EXERCISE INPUT:

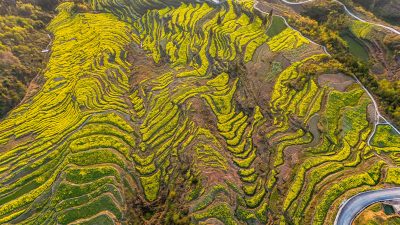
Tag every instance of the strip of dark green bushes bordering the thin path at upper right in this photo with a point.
(327, 34)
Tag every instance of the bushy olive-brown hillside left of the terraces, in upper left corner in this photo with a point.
(23, 36)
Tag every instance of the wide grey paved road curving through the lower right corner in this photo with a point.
(349, 209)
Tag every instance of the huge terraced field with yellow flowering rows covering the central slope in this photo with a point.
(148, 115)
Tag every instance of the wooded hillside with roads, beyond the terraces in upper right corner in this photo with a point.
(368, 47)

TASK PROMPT: Your answer should hold exactly the lines from the one containing "Tag every instance of the bushy" through the end of the entries above, and nothing else.

ANSWER SPACE:
Tag every instance of the bushy olive-brown hillside left of the terraces, in upper left corner in this photo with a point.
(23, 36)
Tag every instance of the wide grey paved road curving through the lower right corner in this photo with a point.
(349, 209)
Tag every instance of the huge terraced field with yellow flowering rows covering the central slope in this photo with a point.
(148, 115)
Tag every instance of the wooded hillside with roads, beyond the terraces in upper right corner in this photo with a point.
(368, 47)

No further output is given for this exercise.